BEGIN AVAILABLE RECORDS

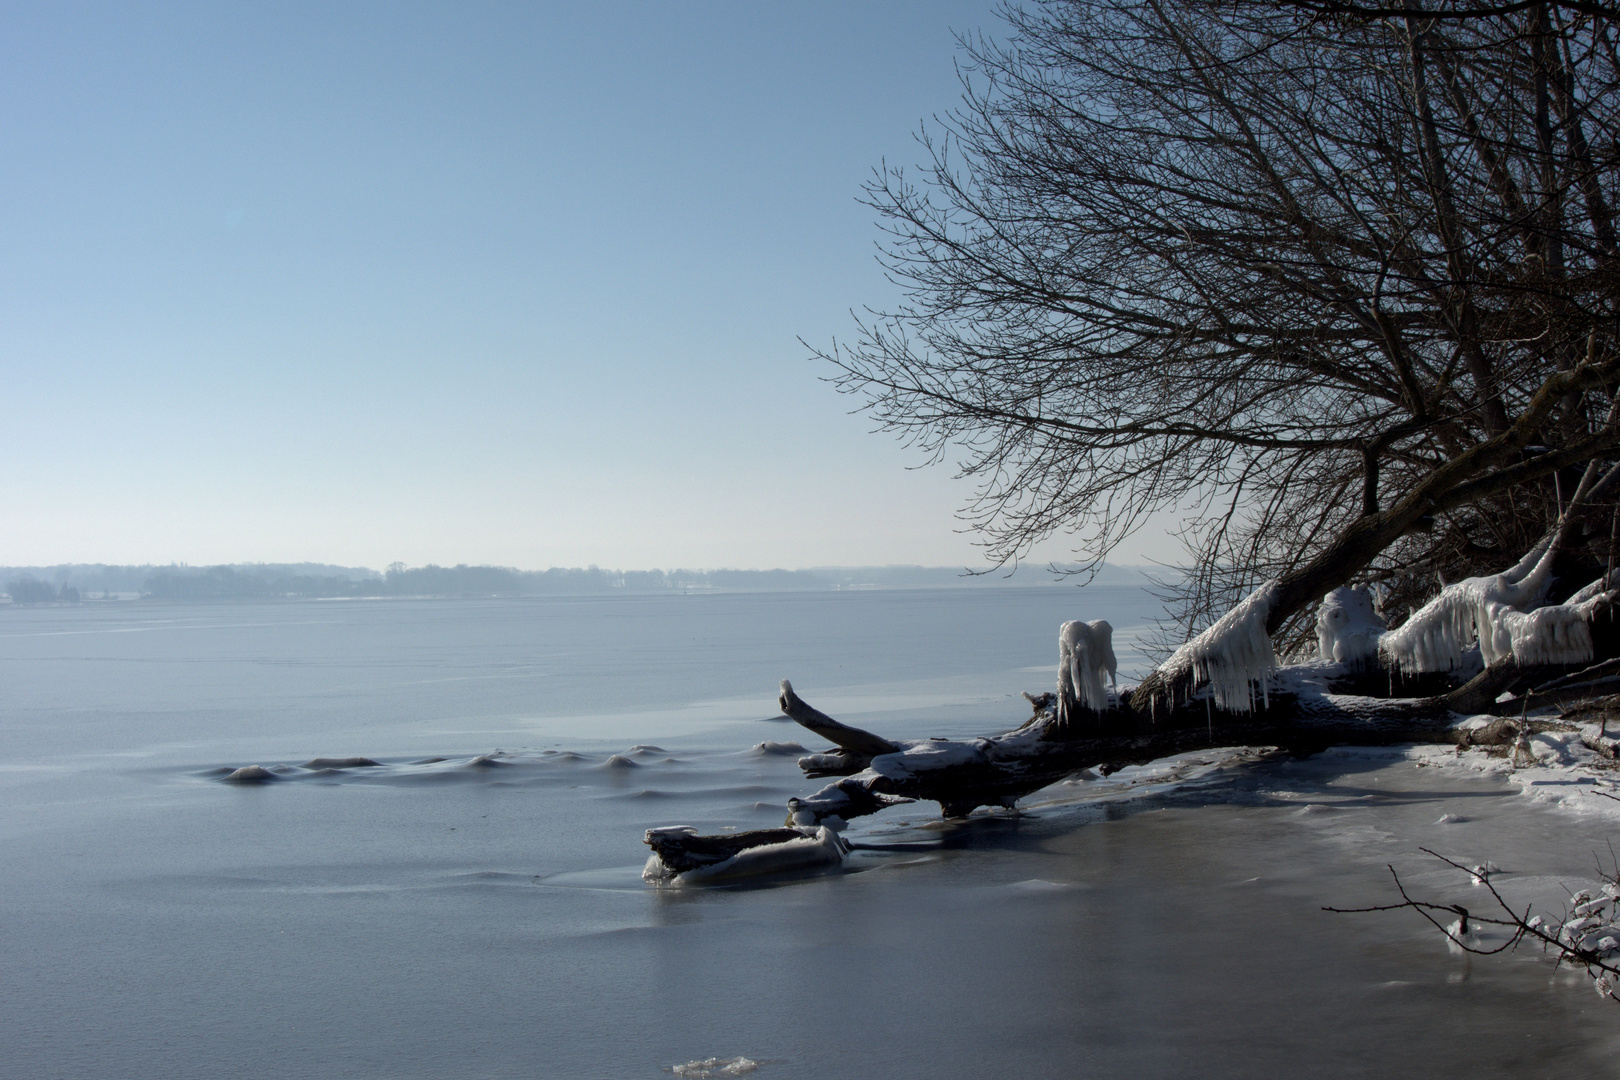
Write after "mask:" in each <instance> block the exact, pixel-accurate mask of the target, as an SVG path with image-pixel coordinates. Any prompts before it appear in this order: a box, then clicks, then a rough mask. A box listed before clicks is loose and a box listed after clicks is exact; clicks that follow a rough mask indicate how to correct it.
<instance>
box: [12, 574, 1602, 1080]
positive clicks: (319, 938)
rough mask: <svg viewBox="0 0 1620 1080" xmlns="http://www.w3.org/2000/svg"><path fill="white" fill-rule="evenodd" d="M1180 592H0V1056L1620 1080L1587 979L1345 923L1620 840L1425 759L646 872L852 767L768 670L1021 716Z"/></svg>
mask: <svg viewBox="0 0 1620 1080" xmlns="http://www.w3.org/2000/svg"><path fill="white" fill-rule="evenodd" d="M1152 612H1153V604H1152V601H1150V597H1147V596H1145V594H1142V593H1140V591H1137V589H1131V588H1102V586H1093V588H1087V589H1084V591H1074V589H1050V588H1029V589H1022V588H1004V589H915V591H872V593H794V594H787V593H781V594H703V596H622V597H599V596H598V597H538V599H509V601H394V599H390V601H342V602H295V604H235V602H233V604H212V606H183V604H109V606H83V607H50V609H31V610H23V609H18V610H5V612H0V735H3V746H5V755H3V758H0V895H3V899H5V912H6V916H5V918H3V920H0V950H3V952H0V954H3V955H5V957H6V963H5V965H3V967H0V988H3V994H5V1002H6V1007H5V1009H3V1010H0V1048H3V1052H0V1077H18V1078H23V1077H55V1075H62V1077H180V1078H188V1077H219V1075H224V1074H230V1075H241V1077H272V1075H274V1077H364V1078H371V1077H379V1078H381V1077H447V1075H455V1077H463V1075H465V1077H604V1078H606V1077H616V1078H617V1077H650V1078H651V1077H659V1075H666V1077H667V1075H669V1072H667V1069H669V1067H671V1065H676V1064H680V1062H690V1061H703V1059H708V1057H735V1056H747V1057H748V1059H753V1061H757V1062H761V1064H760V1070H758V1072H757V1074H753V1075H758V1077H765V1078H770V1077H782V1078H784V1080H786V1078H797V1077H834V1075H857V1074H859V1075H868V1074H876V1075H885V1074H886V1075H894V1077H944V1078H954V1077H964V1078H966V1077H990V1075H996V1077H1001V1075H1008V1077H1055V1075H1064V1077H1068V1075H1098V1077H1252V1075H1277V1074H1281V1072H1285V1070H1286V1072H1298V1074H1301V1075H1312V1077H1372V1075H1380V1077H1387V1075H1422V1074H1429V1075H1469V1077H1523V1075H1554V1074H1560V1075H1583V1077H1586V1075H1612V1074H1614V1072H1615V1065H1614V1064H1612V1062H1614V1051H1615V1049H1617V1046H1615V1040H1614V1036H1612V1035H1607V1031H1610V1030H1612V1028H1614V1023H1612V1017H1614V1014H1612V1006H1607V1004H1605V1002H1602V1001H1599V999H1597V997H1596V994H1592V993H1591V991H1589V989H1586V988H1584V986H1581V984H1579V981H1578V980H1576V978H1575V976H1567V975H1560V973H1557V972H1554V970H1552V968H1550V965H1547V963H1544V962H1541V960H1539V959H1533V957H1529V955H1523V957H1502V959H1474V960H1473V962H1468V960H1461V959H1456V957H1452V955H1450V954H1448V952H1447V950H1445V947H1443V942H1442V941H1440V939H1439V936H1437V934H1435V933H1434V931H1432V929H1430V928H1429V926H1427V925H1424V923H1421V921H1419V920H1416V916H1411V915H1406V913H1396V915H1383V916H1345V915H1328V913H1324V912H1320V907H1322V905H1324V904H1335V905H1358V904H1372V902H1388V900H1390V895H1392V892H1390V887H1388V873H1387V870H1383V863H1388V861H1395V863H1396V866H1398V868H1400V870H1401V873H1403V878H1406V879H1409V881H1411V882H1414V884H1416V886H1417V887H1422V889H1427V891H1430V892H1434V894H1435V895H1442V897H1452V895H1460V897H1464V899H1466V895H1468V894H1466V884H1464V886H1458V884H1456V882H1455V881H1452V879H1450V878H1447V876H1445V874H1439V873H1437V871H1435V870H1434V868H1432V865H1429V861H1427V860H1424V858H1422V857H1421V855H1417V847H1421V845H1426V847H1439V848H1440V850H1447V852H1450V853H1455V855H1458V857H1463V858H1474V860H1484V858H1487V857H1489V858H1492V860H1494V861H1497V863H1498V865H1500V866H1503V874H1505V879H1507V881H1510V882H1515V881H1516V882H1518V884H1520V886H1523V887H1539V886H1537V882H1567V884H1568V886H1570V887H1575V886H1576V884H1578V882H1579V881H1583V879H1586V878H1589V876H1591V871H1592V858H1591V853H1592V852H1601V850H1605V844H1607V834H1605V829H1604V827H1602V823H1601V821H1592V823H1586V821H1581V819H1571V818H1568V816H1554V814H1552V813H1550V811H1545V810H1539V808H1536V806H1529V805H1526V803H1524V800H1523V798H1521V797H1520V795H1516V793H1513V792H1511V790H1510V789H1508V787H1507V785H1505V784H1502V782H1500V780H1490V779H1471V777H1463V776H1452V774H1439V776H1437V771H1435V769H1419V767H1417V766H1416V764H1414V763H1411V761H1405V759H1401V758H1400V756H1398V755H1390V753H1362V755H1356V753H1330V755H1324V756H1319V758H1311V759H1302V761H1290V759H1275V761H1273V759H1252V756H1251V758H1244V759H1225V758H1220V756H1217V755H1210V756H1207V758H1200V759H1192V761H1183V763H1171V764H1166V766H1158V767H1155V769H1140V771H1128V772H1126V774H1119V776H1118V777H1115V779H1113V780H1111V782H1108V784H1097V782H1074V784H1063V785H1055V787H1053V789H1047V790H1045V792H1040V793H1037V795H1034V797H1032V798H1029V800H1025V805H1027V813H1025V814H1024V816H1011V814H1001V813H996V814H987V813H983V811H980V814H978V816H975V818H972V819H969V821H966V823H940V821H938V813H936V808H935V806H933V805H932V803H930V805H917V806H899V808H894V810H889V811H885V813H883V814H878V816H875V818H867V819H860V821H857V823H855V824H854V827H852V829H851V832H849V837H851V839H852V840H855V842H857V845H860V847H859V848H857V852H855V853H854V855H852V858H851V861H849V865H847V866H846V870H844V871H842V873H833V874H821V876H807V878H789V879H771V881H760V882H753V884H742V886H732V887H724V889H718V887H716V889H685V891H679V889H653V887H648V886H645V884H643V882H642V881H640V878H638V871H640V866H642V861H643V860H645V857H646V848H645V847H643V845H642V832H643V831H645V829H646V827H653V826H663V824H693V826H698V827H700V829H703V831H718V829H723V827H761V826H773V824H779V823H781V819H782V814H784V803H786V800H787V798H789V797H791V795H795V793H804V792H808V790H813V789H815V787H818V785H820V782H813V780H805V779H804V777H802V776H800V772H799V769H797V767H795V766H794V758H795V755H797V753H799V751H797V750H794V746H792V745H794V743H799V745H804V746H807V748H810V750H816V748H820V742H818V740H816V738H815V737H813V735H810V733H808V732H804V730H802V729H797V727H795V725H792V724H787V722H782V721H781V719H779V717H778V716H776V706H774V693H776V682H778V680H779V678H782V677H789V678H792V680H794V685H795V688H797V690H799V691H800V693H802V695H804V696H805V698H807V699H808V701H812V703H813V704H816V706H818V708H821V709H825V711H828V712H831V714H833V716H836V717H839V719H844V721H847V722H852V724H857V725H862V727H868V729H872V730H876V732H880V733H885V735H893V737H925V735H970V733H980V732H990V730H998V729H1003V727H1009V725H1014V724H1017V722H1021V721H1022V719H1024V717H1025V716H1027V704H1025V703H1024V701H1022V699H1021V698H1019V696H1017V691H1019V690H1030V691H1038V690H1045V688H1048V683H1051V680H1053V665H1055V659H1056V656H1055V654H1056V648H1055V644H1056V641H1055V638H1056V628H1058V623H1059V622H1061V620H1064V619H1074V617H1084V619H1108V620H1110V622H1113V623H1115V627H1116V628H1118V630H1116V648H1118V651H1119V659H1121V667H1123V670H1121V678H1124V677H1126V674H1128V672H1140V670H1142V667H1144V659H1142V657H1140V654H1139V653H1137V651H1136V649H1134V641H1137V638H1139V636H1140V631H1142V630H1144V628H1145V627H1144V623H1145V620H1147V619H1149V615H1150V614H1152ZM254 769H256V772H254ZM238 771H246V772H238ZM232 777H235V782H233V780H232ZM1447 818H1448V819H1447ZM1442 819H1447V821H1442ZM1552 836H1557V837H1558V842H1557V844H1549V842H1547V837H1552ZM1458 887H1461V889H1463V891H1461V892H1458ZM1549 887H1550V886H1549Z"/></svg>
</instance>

END AVAILABLE RECORDS
BEGIN AVAILABLE RECORDS

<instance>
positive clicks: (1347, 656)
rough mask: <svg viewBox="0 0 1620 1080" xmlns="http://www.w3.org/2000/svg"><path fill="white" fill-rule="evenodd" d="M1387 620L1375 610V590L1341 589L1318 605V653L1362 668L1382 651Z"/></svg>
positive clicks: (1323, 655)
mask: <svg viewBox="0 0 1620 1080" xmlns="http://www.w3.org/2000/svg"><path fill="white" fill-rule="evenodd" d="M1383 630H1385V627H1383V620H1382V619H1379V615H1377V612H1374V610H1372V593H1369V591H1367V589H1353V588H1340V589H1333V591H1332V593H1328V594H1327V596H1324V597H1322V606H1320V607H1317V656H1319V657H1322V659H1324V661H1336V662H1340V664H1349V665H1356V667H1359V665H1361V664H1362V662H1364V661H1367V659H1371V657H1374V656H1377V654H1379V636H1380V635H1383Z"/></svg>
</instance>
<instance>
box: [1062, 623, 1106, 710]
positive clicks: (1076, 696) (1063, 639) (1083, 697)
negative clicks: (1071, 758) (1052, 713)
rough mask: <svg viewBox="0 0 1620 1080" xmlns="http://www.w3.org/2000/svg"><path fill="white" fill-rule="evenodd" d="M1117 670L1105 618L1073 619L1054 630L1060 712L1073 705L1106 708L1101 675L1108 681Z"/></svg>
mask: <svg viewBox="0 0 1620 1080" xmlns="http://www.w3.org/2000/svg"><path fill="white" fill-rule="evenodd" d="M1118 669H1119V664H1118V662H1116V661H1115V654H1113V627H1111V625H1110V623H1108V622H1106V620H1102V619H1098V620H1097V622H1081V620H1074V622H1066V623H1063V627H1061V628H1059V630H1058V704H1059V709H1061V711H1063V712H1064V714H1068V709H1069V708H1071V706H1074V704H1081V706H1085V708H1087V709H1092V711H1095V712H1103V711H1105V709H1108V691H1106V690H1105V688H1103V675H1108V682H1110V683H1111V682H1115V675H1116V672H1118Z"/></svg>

END AVAILABLE RECORDS

Out of the data above, transcribe exactly and only the lines starting with the line that has "to correct it." and going on through the line that has "positive clicks: (319, 938)", both included.

Write after "mask:" in each <instance> block the exact, pixel-accurate mask of the target, as an SVG path with image-pixel coordinates. Any prompts before it appear in this order: a box, then clicks, then a rough mask. A box listed before clicks is loose and a box listed after clicks is exact; clicks that follow a rough mask indicate how to correct it.
<instance>
box: [12, 574, 1602, 1080]
positive clicks: (319, 938)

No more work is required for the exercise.